**Your assignment:** Starting at the line with "Target: light wood plank" and going on through the line with "Target: table runner", reproduce each line in the records below exactly and nothing more.

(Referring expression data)
··········

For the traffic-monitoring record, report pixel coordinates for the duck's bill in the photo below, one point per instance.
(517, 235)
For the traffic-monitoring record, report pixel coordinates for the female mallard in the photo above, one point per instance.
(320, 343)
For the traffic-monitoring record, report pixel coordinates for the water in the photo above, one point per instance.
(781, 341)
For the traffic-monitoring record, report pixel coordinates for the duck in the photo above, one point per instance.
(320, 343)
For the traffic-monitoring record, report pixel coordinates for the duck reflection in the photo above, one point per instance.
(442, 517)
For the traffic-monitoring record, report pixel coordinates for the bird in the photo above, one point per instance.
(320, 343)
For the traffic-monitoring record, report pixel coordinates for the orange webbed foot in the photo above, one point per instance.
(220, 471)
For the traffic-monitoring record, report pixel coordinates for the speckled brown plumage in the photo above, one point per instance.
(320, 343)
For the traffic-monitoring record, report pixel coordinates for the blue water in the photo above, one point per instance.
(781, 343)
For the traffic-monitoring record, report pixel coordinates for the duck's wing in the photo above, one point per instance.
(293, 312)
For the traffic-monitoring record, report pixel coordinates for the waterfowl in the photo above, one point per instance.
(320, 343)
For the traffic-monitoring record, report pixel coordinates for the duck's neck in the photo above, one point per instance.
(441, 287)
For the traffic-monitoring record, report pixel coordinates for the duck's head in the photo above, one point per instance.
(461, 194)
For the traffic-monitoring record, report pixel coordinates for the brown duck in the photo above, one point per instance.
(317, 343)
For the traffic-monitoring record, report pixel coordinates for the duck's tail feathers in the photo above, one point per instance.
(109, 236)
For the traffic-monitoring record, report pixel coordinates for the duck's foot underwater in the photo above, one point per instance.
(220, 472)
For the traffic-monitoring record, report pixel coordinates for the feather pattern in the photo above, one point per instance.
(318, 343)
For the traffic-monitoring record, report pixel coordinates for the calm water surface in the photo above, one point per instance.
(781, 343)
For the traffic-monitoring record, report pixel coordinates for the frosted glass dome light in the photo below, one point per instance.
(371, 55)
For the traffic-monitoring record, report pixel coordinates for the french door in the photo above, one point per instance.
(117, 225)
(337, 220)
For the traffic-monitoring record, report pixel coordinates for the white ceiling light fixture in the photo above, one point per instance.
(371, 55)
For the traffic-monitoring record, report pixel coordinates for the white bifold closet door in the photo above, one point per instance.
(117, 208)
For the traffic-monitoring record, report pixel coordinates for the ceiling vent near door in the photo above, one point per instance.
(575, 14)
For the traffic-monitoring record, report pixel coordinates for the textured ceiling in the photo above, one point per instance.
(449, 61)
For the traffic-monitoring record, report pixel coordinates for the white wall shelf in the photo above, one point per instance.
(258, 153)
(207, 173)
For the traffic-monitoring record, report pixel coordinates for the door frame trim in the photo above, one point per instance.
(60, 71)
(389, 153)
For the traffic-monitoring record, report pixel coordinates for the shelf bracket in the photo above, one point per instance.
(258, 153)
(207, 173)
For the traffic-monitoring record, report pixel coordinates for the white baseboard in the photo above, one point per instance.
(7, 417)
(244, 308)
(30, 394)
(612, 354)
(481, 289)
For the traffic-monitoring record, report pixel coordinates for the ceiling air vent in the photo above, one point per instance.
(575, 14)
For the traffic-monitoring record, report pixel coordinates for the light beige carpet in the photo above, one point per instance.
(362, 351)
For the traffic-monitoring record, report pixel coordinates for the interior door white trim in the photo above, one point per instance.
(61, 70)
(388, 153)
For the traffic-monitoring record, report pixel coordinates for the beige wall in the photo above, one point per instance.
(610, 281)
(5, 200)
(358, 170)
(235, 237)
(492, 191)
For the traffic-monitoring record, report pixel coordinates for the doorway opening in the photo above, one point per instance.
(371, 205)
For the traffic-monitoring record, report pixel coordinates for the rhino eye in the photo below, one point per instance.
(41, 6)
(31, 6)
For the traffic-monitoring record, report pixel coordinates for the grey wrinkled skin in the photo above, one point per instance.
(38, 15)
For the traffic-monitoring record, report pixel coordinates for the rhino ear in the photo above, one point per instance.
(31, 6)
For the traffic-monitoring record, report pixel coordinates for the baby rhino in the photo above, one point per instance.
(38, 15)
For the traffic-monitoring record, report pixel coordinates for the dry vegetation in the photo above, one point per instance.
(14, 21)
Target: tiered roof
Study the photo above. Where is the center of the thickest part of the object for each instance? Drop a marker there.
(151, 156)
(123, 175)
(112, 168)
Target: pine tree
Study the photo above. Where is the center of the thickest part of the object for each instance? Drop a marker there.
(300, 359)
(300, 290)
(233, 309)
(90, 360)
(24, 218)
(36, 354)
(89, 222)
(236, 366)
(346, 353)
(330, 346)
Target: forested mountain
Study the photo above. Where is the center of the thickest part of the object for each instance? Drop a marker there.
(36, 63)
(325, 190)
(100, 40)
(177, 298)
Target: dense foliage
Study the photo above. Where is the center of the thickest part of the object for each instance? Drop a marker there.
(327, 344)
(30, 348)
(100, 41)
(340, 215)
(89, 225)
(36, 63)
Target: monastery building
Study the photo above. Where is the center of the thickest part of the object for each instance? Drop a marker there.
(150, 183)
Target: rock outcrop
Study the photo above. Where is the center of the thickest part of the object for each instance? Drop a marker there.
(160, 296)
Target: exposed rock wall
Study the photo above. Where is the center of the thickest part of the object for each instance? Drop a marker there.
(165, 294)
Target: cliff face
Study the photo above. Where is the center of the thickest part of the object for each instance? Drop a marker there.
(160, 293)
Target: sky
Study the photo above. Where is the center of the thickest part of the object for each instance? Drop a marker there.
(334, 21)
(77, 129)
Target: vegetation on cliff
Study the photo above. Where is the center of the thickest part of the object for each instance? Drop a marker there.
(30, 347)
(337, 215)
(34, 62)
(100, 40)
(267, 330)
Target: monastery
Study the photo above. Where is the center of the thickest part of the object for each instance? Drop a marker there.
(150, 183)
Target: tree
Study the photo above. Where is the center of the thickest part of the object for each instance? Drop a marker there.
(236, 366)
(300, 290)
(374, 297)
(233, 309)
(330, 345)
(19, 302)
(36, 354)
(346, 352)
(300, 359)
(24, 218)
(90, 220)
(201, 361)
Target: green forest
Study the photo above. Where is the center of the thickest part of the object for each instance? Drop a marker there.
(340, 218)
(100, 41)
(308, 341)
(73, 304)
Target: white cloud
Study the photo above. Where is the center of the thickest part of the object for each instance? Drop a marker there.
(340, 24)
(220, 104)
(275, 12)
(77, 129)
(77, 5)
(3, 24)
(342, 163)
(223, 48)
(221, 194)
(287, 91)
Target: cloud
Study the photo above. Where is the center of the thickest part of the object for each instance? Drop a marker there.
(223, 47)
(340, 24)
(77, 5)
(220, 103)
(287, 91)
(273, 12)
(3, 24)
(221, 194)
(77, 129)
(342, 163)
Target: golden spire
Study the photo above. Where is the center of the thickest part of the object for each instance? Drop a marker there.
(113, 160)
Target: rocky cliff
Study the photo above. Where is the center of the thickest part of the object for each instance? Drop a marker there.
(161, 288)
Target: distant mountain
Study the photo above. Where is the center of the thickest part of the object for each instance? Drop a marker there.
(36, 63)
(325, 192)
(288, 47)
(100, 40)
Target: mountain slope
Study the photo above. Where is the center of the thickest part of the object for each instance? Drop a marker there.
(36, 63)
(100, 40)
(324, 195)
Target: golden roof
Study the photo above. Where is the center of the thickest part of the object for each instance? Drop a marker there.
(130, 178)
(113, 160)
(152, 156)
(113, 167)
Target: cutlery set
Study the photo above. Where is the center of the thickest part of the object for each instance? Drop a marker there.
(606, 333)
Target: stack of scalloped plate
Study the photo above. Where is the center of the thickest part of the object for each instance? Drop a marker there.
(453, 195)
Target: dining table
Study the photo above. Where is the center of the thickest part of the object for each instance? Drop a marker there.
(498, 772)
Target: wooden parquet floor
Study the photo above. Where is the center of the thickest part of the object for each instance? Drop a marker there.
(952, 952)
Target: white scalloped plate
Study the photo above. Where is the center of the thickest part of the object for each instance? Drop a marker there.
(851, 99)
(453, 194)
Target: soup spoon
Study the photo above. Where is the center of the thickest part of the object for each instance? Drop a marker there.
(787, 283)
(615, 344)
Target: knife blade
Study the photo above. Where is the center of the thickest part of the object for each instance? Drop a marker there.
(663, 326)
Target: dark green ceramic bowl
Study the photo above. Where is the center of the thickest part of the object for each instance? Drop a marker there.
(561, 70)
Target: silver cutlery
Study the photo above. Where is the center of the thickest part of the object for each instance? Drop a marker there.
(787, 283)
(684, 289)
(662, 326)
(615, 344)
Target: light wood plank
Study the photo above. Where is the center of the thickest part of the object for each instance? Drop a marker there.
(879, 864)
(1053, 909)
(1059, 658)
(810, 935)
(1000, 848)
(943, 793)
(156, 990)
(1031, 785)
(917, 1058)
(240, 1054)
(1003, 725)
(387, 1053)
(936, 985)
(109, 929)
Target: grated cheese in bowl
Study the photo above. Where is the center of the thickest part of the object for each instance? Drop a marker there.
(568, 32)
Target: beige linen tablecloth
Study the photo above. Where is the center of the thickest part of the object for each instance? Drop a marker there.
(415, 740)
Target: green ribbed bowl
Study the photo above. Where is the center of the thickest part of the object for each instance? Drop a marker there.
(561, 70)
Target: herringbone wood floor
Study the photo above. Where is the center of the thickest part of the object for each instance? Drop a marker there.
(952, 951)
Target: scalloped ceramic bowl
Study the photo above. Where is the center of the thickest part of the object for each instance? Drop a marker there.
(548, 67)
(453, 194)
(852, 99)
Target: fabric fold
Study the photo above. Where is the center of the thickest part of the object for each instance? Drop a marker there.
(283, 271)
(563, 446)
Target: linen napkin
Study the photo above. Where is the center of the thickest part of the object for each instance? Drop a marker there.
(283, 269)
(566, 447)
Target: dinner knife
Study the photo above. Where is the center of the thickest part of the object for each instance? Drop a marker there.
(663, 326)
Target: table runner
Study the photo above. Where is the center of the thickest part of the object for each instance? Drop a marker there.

··········

**Output:**
Target: light wood plank
Study the photo above. Where is the center of the thickest part of the object for each instance? Drop a marker there.
(879, 864)
(1053, 909)
(1059, 658)
(810, 935)
(1000, 848)
(943, 793)
(156, 990)
(1031, 785)
(917, 1058)
(240, 1054)
(1003, 725)
(387, 1053)
(936, 985)
(109, 929)
Target: grated cheese in bowl
Study the photo above. Where is the center of the thickest part of the object for each instance? Drop a marker there.
(568, 32)
Target: beige linen tablecloth
Study the photo above. Where is the center of the thickest part of the object for each instance? Drop a marker there.
(415, 740)
Target: green ribbed bowl
Study the photo above. Where is the center of the thickest part of the object for each instance? Drop a marker there.
(561, 70)
Target: herringbone wood floor
Study the photo above. Where is the center of the thickest part of the object for each instance? Drop a marker there.
(952, 951)
Target: scalloped ceramic bowl
Study the photo above. Where is the center of the thickest part of the object for each instance? Drop a marker there.
(548, 67)
(453, 194)
(852, 99)
Target: fabric fold
Study the photo above. Where is the center of the thickest part of the object for each instance? Drop a marker there.
(283, 271)
(563, 446)
Target: linen napkin
Study the photo above. Where is the center of the thickest part of the object for each instance? Drop a marker there.
(283, 269)
(566, 447)
Target: dinner knife
Study the photo above. Where is the center of the thickest part of the object for each instance? Drop a marker there.
(663, 326)
Target: table runner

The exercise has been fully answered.